TASK REQUIREMENTS - Reproduce every line of the listing below unchanged, but leave out the pictures.

RECORDS FOR THE TASK -
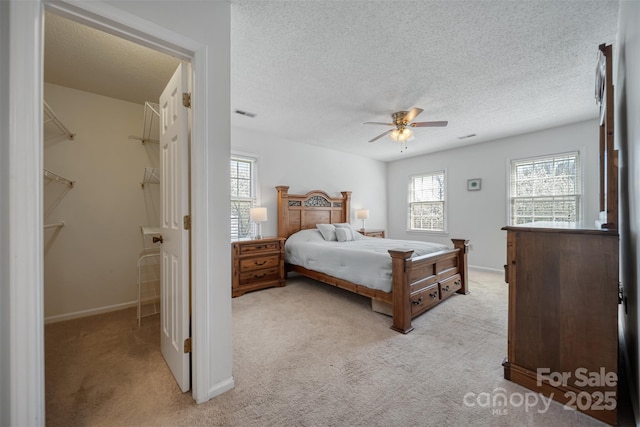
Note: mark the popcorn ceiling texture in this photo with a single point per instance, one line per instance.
(314, 71)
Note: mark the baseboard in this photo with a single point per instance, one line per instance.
(90, 312)
(492, 270)
(220, 388)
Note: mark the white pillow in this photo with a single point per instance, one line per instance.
(354, 232)
(344, 234)
(328, 231)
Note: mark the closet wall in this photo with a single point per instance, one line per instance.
(90, 263)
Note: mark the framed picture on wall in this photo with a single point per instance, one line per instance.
(474, 184)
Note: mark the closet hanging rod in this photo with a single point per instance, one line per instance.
(55, 177)
(53, 118)
(150, 110)
(155, 141)
(59, 224)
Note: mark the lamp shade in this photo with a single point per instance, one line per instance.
(362, 213)
(258, 214)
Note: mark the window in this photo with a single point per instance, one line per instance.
(426, 202)
(243, 195)
(545, 189)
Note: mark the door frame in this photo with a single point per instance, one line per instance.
(25, 189)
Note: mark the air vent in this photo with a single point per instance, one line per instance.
(245, 113)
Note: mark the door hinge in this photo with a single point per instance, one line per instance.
(186, 99)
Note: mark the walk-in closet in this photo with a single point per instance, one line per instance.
(101, 209)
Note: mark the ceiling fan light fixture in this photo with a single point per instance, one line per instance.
(401, 135)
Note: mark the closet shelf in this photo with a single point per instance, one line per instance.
(50, 117)
(151, 176)
(58, 178)
(151, 123)
(149, 231)
(59, 224)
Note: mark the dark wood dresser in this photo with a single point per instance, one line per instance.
(563, 316)
(257, 264)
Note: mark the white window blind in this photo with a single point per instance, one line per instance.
(546, 189)
(427, 202)
(243, 195)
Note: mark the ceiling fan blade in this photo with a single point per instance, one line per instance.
(413, 114)
(428, 124)
(381, 135)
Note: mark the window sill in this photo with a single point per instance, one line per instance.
(429, 233)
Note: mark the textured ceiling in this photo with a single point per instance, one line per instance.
(313, 71)
(83, 58)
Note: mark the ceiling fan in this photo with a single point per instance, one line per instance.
(402, 121)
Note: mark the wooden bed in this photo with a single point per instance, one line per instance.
(418, 283)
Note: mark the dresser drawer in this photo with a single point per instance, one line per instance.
(263, 275)
(450, 285)
(250, 264)
(259, 247)
(424, 299)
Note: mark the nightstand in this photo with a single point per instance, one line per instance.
(372, 233)
(257, 264)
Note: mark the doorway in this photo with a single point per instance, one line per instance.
(23, 146)
(103, 214)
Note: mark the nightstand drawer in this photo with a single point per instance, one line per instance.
(263, 275)
(257, 247)
(251, 264)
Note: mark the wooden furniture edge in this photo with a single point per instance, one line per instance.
(399, 298)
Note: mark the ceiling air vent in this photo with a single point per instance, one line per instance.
(245, 113)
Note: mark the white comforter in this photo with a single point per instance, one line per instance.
(365, 261)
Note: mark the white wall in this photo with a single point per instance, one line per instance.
(479, 215)
(627, 129)
(5, 313)
(90, 263)
(307, 167)
(207, 23)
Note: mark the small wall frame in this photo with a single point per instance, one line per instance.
(474, 184)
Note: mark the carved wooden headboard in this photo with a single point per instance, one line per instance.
(301, 211)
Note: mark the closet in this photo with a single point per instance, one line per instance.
(54, 129)
(102, 196)
(148, 263)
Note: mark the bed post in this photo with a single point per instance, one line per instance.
(463, 245)
(283, 212)
(346, 206)
(400, 292)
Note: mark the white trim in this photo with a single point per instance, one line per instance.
(221, 387)
(90, 312)
(26, 329)
(479, 268)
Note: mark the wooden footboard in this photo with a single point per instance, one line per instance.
(418, 283)
(422, 282)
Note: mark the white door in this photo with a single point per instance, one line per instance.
(174, 202)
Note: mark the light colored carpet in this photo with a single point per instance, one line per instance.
(307, 354)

ANSWER FOR THE TASK -
Note: mark the popcorn ceiling texture in this photo with a single point per instance, one line per instance.
(314, 71)
Note: mark the baseboard in this photo with a single point per instance, one line per instance.
(90, 312)
(492, 270)
(220, 388)
Note: mark the white pillow in this photo with a single point per instance, one line per instance.
(354, 232)
(344, 234)
(328, 231)
Note: mark the closet wall in this photo with a single point per instance, one line per instance.
(90, 263)
Note: mark the framed picture on wall in this photo with a single point per instance, one line per instance.
(474, 184)
Note: mark the closet hanging rod in this photo with a single point per instance, one line per instance.
(55, 177)
(53, 118)
(150, 110)
(155, 141)
(59, 224)
Note: mark the lamp shade in this photo with a single point per instance, one line per instance.
(362, 213)
(258, 214)
Note: mark the window in this photo with a single point per instance, one line per instance.
(426, 202)
(243, 195)
(545, 189)
Note: mark the door frame in this photo with a single point per instance, one line per instance.
(25, 189)
Note: mark the air vent in this photo with a single point per instance, one line per instance.
(245, 113)
Note: mark the door hinge in this photo with a single point per instance, one line per instance.
(186, 99)
Note: mark the walk-in closet in this photo with a single point per instance, one line per instance.
(101, 209)
Note: mark the ceiling fan light fixture in this photo with a single point per instance, one line per instance.
(401, 135)
Note: mark the closet shelf in this photo with a single point per instance, one line per instance.
(50, 117)
(151, 176)
(58, 178)
(151, 123)
(149, 231)
(59, 224)
Note: mark the dark wood dresser in this photo with a single point per instance, one line per instance.
(563, 316)
(257, 264)
Note: mark the white window blind in this photo with a single point per instance, one line per instance.
(546, 189)
(427, 202)
(243, 195)
Note: mark the ceiling fan blade in this photo with a single point per instance, one line per instance.
(413, 114)
(428, 124)
(381, 135)
Note: mark the window sill in this photo with a single point per instance, one line per instance.
(429, 233)
Note: mark the textured ceiling in this photo with a single point per instance, one line per instance.
(313, 71)
(83, 58)
Note: mark the ceiling fan in this photo with a single point per instance, one line per instance.
(402, 121)
Note: mark the wooden bed in this photo with a single point per instance, one line per instance.
(418, 283)
Note: mark the dresser drawer in this photo with a single point per instance, one line per instance.
(263, 275)
(450, 285)
(250, 264)
(259, 247)
(424, 299)
Note: mark the nightstand in this photo with a single point per instance, one line per instance.
(372, 233)
(257, 264)
Note: mark the doorway in this photo with a single point per instance, one line per instance.
(23, 146)
(103, 214)
Note: mark the nightstand drawer in this photo with a single point per instance, one line per instance.
(263, 275)
(257, 247)
(251, 264)
Note: mark the wooden furniture edge in this photo with a single point per instance, one line per instance.
(399, 298)
Note: mark the ceiling air vent in this photo with a single point per instance, one line per instance.
(245, 113)
Note: mark the white comforter in this photo with a single point per instance, one line per instance.
(365, 261)
Note: mark the white wall in this photo with a single point per instance, one line per instance.
(479, 215)
(627, 129)
(5, 313)
(90, 263)
(307, 167)
(207, 23)
Note: mark the small wall frame in this photo with a single point per instance, one line per instance.
(474, 184)
Note: mark the carved wooden headboard in this photo with a single point per instance, one line per instance.
(301, 211)
Note: mark the closet in this photo with a single point per instance, one line per instance.
(54, 129)
(102, 196)
(148, 263)
Note: mark the bed post in this photo with a single point per instance, one line per instance.
(463, 245)
(283, 212)
(346, 206)
(400, 292)
Note: mark the white trim in this photo with a single point per instance, one line per instance.
(221, 387)
(90, 312)
(26, 329)
(479, 268)
Note: mark the wooden footboard in this photo with a single point per instance, one line per instance.
(418, 283)
(422, 282)
Note: mark the white door in this photo with a single point per instance, one line per instance.
(174, 202)
Note: mark the light colored carpet in this photo with a single point per instance, one line per instance.
(307, 354)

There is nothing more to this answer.